--- Stated exercise A ---
Condense the paragraph of the course page that begins "In this course, the students form groups" into a short bulleted list that keeps its main facts.
--- Stated exercise B ---
Transcribe the part of the course page starting at "CS 179E: Project" and ending at "University Press, 2002.".

--- Text section ---
_ _ _ _ _ _ _
CS 179E: Project in Computer Science (Compilers)
Professor: Mohsen Lesani
Professor office hours: Email for appointment, online or in person
Discussions: Piazza website, Please check ilearn for the link
Prerequisites: CS 100 and CS 152 with grades of C or better; ENGR 180W; 8 additional upperdivision units in Computer Science
Units: 4
Suggested book: Andrew Appel with Jens Palsberg, Modern Compiler Implementation in Java, 2nd edition. Cambridge University Press, 2002.

In this course, the students form groups and can choose to develop their own compiler projects in the areas of distributed systems, blockchains and cryptocurrencies, automatic program synthesis and programming languages. See the instructor homepage for example projects. The students can choose the following predefined and well-developed project. The project covers all the phases of the design and implementation of a modern compiler for object-oriented languages. The project is divided into four separate phases that can be done independently. The phases can be combined into a Java-to-MIPS compiler. All the required material including the test-case programs that are used for grading, ample description, implementation hints and documentation are available in this page.
_ _ _ _ _ _ _
--- Provided records ---
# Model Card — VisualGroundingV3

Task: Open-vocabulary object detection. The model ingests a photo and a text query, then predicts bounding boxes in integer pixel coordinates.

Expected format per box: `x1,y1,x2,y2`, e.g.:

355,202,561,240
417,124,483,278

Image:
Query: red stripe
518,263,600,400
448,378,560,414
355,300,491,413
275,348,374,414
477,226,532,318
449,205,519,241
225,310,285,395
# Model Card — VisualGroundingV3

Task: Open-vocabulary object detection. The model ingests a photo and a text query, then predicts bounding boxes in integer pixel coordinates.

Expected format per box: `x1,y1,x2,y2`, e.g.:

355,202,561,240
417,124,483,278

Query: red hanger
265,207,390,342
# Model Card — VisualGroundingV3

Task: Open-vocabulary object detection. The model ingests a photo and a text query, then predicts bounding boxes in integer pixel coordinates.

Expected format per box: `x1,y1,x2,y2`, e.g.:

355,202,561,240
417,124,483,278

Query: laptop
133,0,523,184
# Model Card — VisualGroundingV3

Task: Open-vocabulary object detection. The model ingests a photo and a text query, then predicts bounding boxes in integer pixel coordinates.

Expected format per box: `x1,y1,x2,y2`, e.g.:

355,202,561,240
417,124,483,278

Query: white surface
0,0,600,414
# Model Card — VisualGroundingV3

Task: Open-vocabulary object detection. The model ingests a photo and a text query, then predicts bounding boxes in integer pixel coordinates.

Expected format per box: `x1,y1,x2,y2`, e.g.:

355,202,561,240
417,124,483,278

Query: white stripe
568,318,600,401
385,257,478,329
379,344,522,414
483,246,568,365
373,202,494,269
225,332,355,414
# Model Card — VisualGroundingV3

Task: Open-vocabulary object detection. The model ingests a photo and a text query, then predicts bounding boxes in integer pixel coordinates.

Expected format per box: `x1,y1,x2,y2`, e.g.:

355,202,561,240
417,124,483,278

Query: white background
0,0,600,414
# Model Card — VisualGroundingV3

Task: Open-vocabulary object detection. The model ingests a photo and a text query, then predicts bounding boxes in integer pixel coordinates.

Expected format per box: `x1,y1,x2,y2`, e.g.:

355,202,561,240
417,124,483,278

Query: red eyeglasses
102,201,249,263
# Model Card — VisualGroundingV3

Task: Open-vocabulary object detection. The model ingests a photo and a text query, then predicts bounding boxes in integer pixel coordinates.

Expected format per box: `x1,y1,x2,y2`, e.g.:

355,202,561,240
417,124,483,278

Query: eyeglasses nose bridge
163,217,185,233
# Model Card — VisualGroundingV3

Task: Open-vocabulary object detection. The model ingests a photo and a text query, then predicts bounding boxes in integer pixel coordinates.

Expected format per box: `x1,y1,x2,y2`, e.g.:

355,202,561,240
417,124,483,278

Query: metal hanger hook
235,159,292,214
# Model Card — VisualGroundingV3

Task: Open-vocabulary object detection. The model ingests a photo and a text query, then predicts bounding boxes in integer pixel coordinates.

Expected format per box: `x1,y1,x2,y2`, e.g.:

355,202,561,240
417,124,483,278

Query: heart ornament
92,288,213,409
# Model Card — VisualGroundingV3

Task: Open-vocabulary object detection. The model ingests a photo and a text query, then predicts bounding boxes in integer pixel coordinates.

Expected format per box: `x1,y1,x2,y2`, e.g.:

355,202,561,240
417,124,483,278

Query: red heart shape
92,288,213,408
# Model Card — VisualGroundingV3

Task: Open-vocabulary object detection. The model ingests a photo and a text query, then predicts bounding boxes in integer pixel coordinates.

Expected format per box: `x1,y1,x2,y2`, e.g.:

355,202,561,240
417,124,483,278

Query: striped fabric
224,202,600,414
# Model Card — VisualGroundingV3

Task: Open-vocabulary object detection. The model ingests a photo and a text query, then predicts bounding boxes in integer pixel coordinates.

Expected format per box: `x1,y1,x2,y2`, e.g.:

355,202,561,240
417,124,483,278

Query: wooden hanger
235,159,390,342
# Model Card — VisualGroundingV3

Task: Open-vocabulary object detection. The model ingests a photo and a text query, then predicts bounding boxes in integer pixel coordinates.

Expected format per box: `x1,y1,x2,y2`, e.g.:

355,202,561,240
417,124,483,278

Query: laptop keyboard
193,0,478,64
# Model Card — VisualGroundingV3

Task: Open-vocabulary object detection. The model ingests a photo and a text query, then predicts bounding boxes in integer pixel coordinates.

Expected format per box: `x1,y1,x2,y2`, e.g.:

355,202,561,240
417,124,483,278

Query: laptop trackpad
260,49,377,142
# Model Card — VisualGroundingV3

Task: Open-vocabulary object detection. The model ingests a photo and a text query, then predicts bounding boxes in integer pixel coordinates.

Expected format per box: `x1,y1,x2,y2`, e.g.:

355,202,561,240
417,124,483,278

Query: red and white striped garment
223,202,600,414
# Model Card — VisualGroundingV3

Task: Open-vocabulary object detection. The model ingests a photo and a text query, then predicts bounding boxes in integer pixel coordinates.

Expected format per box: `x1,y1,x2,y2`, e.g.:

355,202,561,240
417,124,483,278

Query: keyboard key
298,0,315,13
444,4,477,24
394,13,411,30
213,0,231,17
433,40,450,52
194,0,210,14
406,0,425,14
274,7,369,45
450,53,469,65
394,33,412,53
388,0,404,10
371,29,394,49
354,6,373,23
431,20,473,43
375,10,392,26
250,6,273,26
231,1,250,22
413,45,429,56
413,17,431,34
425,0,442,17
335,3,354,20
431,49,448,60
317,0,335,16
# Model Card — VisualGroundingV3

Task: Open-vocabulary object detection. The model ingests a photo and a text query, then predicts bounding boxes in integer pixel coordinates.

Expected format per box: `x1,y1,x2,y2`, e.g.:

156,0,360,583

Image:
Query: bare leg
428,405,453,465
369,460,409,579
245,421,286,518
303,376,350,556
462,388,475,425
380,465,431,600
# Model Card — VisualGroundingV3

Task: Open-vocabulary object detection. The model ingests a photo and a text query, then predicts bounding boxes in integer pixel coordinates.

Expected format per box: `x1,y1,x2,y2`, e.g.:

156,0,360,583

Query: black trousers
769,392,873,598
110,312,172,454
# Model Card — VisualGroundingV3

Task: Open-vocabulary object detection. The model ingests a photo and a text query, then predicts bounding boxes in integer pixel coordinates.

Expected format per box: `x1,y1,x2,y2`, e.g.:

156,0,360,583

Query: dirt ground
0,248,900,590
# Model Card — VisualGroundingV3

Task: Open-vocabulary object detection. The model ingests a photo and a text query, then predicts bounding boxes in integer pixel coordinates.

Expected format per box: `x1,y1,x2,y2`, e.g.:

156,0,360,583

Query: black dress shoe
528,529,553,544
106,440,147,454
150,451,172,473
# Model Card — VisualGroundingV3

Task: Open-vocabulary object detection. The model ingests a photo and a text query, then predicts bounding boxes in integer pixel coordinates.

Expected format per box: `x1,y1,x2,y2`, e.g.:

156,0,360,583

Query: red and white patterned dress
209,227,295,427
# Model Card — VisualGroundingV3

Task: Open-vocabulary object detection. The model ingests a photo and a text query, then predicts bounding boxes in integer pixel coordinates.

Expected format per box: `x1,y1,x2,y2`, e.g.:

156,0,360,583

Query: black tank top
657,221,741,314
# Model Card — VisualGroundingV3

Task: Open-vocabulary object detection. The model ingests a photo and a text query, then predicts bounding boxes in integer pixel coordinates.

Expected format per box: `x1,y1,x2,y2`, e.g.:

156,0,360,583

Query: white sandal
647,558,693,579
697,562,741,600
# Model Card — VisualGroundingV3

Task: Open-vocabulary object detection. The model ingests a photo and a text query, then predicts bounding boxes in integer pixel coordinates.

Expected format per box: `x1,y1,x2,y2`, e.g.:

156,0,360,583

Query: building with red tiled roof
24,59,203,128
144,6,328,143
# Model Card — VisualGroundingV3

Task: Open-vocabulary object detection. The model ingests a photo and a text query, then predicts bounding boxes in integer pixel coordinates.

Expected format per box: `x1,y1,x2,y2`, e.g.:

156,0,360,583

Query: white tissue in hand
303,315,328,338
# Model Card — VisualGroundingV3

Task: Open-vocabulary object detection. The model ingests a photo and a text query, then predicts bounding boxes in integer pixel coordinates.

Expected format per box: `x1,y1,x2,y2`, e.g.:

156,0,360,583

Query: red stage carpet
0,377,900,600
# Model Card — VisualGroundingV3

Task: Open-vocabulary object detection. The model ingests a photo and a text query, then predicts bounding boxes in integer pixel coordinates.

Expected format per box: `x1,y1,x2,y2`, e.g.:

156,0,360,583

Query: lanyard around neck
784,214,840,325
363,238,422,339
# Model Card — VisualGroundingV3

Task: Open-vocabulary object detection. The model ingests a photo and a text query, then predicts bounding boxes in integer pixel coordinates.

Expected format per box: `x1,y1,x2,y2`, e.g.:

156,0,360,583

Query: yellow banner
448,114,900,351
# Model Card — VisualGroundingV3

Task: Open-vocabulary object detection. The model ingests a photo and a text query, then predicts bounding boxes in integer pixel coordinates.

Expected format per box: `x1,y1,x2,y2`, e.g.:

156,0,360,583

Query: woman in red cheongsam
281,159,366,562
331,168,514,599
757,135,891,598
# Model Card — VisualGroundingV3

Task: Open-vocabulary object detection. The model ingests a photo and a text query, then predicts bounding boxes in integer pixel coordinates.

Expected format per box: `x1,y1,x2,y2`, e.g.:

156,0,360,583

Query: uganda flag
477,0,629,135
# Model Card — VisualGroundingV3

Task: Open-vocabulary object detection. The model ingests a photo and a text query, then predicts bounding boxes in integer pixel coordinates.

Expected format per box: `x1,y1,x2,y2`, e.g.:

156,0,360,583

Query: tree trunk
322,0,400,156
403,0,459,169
_ _ _ _ _ _ _
--- Final result A ---
- Students form groups and may develop their own compiler projects in distributed systems, blockchains and cryptocurrencies, automatic program synthesis, or programming languages. Example projects are on the instructor homepage.
- Alternatively, students can choose a predefined, well-developed project that covers all phases of designing and implementing a modern compiler for object-oriented languages.
- The project has four separate phases that can be done independently and combined into a Java-to-MIPS compiler.
- All required material is available on the page, including the test-case programs used for grading, descriptions, implementation hints, and documentation.

--- Final result B ---
CS 179E: Project in Computer Science (Compilers)
Professor: Mohsen Lesani
Professor office hours: Email for appointment, online or in person
Discussions: Piazza website, Please check ilearn for the link
Prerequisites: CS 100 and CS 152 with grades of C or better; ENGR 180W; 8 additional upperdivision units in Computer Science
Units: 4
Suggested book: Andrew Appel with Jens Palsberg, Modern Compiler Implementation in Java, 2nd edition. Cambridge University Press, 2002.